- PAGE EXCERPT -

------

31st Mayor of Woonsocket
- In office 1995–2009
- Preceded by: Francis L. Lanctot
- Succeeded by: Leo T. Fontaine

Personal details
- Born: c. 1948 Woonsocket, Rhode Island, U.S.
- Died: c. September 2022 (aged 74) Woonsocket, Rhode Island, U.S.
- Political party: Democratic
- Domestic partner: Daniel Grabowski
- Children: 2
- Website: Government website

= Susan Menard =

American politician (died 2022)

Susan Menard (died c. September 2022) was an American politician who served as the 31st mayor of Woonsocket, Rhode Island, from 1995 to 2009. She was the first female mayor and longest serving mayor in Woonsocket history.

==Career==
Menard first was elected to the Woonsocket School Committee in 1981. She was later elected to the Woonsocket City Council and became its first female president. She was urged into politics by Douglas Brown, a former member of the School Committee. Menard was elected as mayor of Woonsocket in 1995, beating opponent Vincent Ward. She served until 2009, making her the longest serving mayor in the city's history. She is one of only four female mayors ever elected in Rhode Island.

------

- ACTIVITIES -
**A)** Name every person in the Susan Menard article apart from Menard herself.
**B)** Write the next part of the article on Susan Menard, picking up after its last sentence.
The items after this come from a separate source and have nothing to do with the article.

- DATASET ENTRIES -
------

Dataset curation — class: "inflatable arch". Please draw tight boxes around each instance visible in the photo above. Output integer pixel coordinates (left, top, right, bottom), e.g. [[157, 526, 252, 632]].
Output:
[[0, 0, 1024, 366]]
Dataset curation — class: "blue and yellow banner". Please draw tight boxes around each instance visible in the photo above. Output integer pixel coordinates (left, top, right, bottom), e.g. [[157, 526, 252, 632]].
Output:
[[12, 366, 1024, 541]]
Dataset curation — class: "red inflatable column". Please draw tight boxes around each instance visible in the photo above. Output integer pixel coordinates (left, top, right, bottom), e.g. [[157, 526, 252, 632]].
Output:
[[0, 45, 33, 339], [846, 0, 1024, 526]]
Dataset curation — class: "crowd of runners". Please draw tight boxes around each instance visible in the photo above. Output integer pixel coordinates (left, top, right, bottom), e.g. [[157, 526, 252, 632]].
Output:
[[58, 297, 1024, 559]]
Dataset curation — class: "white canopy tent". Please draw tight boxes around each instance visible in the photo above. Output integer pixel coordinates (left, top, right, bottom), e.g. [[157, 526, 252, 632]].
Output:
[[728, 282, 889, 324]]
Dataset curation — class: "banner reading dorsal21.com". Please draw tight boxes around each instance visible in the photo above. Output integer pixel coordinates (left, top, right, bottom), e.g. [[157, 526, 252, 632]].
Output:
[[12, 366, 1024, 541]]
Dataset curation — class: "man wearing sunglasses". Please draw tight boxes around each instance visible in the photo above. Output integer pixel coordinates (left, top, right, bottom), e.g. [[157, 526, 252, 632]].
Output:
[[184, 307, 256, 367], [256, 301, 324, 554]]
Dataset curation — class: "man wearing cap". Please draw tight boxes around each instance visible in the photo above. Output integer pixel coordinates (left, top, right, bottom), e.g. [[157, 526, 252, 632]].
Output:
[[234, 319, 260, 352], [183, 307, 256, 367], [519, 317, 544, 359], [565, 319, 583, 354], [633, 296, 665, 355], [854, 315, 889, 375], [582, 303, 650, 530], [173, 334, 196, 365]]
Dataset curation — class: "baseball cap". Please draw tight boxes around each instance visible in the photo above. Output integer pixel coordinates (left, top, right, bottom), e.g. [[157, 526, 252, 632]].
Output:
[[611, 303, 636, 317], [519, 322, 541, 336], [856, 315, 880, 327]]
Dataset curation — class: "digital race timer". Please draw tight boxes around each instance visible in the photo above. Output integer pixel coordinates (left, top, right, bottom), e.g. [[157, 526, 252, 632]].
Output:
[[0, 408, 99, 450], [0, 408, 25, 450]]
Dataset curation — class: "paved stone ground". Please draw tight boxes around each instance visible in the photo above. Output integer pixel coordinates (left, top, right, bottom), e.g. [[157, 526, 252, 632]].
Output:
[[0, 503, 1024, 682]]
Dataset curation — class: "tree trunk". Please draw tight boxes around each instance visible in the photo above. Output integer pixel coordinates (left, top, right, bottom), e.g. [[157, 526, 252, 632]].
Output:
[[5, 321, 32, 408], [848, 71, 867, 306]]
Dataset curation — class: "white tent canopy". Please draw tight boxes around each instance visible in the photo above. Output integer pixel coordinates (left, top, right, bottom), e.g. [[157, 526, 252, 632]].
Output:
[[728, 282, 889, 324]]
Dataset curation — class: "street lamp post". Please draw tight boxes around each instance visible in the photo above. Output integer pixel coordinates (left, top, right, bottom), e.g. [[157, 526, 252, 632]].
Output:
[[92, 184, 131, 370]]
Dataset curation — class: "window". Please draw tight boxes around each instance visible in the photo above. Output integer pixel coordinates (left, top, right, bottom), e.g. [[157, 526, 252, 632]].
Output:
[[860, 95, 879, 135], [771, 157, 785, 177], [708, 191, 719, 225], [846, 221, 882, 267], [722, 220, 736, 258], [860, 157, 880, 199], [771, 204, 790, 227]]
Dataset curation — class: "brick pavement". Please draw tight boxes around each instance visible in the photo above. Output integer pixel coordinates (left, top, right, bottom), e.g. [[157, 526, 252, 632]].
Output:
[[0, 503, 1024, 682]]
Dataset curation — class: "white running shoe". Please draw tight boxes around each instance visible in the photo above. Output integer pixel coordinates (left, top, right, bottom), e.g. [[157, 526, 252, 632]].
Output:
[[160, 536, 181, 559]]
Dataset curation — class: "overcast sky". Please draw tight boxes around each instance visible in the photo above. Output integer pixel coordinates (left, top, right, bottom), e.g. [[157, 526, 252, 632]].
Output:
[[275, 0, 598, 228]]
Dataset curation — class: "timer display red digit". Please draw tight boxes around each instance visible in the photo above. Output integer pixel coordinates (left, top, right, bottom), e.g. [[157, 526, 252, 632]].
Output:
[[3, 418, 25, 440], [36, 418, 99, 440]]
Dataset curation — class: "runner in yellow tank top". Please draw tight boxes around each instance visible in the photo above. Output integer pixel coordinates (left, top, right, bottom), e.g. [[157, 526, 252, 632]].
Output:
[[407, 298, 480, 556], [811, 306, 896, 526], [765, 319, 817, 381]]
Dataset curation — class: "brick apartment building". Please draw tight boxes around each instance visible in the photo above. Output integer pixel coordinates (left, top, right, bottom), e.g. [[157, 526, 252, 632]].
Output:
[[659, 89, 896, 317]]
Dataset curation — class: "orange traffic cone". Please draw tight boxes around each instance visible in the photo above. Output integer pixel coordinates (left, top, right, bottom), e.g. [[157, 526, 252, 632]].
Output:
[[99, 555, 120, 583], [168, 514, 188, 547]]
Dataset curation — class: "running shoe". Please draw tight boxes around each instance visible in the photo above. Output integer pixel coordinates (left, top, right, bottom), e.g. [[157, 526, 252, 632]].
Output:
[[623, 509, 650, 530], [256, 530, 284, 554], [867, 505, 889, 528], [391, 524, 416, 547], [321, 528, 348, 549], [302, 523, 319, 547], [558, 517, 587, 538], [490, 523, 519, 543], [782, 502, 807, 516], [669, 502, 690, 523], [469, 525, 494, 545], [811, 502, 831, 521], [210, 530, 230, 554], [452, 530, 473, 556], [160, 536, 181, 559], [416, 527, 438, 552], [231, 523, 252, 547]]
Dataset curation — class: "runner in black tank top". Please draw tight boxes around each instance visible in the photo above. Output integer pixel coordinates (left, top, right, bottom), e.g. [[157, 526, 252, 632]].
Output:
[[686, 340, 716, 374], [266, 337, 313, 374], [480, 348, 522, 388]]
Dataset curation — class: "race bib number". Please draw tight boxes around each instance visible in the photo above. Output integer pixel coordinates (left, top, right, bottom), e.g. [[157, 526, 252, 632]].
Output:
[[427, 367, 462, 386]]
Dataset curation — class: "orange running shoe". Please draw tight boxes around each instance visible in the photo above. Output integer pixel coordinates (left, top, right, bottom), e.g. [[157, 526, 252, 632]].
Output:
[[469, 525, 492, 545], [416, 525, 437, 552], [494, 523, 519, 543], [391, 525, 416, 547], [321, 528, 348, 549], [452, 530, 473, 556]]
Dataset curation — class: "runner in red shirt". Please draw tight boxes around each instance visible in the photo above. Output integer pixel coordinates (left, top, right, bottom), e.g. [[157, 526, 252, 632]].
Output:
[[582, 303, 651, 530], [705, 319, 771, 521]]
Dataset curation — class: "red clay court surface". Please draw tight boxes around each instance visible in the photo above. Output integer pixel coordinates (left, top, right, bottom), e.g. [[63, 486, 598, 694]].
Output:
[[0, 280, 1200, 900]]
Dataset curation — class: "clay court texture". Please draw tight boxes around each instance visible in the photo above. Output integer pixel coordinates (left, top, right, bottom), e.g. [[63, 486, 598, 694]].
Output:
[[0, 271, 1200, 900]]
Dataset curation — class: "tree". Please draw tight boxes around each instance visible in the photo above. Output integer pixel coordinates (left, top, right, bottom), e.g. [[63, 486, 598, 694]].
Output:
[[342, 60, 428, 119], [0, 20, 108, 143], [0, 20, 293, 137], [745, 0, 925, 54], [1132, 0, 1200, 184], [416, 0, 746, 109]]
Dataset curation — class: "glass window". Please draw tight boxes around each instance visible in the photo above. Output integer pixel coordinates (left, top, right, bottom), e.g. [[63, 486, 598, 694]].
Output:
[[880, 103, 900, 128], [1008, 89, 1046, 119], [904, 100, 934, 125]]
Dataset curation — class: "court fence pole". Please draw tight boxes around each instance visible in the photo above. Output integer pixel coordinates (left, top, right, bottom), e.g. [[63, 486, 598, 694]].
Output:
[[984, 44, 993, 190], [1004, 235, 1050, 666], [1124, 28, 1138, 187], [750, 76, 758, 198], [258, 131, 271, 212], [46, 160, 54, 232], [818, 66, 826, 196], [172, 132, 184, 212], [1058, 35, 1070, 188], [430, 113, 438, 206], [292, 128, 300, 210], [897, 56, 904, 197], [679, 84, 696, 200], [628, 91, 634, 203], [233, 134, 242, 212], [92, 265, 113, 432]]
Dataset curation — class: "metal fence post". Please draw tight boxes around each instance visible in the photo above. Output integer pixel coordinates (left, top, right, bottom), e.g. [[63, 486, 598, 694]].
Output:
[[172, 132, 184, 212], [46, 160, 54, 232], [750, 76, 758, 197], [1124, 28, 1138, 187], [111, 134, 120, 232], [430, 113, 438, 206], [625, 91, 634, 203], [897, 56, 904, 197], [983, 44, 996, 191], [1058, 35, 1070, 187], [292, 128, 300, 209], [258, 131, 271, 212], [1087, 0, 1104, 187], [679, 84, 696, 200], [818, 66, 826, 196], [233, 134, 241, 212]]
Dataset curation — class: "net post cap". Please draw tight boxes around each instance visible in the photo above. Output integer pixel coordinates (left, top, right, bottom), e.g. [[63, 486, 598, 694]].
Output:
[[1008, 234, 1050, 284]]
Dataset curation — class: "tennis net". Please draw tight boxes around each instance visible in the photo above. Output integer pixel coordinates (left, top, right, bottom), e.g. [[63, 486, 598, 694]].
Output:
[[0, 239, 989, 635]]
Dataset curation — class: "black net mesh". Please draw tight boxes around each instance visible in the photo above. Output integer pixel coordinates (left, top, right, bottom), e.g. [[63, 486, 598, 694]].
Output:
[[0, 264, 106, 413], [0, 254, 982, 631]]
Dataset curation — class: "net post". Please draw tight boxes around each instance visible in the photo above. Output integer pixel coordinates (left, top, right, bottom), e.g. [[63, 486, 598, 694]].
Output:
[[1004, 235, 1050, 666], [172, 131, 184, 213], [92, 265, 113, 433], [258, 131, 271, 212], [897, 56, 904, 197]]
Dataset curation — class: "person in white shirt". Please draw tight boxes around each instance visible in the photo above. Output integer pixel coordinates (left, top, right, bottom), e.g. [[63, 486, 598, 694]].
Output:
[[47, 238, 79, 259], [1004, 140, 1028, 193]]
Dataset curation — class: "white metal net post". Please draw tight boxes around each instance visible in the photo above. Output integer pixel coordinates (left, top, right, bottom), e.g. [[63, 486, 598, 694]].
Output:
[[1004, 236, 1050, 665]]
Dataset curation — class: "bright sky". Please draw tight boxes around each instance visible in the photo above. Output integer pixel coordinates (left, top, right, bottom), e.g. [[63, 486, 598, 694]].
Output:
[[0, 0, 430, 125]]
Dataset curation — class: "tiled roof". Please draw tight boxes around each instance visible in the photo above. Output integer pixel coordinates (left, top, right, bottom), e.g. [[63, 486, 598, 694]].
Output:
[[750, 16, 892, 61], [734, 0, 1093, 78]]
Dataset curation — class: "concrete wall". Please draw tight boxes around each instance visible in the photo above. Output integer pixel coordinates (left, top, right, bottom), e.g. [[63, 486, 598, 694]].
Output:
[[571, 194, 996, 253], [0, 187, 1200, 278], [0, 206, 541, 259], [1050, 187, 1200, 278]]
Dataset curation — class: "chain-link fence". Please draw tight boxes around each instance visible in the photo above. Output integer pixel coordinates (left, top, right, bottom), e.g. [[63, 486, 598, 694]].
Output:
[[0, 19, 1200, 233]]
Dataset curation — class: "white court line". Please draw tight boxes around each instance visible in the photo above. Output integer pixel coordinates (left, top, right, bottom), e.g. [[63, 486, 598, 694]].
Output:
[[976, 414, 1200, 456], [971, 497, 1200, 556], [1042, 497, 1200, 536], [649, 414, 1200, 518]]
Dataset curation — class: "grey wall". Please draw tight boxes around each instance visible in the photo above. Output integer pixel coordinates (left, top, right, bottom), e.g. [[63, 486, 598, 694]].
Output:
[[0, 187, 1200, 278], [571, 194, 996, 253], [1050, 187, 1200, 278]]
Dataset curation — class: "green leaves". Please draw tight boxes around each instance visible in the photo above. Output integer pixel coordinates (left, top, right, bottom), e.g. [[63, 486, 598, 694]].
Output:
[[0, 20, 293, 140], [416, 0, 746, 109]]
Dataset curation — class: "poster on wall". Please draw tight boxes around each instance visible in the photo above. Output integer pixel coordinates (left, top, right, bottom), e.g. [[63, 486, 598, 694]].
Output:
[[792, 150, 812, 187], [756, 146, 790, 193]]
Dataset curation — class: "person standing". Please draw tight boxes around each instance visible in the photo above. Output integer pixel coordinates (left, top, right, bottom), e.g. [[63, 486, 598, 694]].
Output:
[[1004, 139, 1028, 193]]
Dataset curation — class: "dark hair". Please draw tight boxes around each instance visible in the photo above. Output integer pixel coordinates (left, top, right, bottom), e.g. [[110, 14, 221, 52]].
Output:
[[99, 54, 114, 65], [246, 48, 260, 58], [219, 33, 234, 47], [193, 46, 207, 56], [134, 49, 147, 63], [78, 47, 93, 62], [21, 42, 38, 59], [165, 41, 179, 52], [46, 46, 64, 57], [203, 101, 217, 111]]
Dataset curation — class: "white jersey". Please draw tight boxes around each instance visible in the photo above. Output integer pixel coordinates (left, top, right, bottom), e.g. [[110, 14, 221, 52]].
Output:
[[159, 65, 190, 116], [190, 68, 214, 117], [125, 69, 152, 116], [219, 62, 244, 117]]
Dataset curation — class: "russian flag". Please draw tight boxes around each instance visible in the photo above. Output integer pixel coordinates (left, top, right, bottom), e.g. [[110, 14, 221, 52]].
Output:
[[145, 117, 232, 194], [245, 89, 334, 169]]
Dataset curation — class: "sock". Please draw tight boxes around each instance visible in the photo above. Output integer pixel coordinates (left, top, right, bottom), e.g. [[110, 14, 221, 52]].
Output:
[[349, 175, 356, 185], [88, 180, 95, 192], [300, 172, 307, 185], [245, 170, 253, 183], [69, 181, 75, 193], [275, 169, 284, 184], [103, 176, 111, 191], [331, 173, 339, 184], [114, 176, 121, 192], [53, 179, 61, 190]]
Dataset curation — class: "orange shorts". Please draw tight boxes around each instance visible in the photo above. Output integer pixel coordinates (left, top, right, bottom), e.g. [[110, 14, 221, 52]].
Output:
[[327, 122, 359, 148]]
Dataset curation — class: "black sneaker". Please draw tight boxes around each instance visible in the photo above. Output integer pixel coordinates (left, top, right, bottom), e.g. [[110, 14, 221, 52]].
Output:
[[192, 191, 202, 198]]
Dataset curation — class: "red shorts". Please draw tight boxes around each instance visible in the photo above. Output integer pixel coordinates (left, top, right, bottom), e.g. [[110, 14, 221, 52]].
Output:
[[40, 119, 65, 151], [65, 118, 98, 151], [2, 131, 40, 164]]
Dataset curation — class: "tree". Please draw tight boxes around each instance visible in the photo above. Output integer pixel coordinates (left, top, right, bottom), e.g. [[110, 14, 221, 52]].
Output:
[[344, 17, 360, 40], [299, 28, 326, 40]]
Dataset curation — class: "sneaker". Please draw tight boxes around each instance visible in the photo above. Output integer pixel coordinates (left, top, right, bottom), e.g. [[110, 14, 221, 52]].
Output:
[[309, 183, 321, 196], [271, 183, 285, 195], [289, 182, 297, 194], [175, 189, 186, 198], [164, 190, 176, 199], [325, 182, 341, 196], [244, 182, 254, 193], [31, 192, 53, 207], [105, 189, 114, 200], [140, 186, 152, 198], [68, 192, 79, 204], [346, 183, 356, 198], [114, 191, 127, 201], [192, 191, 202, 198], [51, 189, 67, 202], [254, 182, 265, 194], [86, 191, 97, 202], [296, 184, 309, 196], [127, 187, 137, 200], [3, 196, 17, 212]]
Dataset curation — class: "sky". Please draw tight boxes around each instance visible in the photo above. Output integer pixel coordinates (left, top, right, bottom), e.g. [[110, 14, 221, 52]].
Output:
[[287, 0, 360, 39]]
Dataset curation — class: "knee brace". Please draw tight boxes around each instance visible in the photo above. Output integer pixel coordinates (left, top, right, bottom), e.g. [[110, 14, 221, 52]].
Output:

------

- EXPECTED RESPONSES -
**A)** Francis L. Lanctot, Leo T. Fontaine, Daniel Grabowski, Douglas Brown, Vincent Ward

**B)**
==Personal life and death==
On April 14, 2009, the same year she left office, Menard's daughter Carrie Pilavin died aged 31. On September 17, 2022, Menard's older brother Robert Miller died, aged 81. She was listed as alive in his obituary.

Menard had a long-term relationship with Daniel Grabowski. On September 20, 2022, both of their bodies were found in Menard's home. Menard is survived by her sister Marilyn and grandchildren Jacob, Nathan, Madison and Colin. Autopsy reports revealed that Menard had died of chronic obstructive pulmonary disease and Grabowski of type-2 diabetes.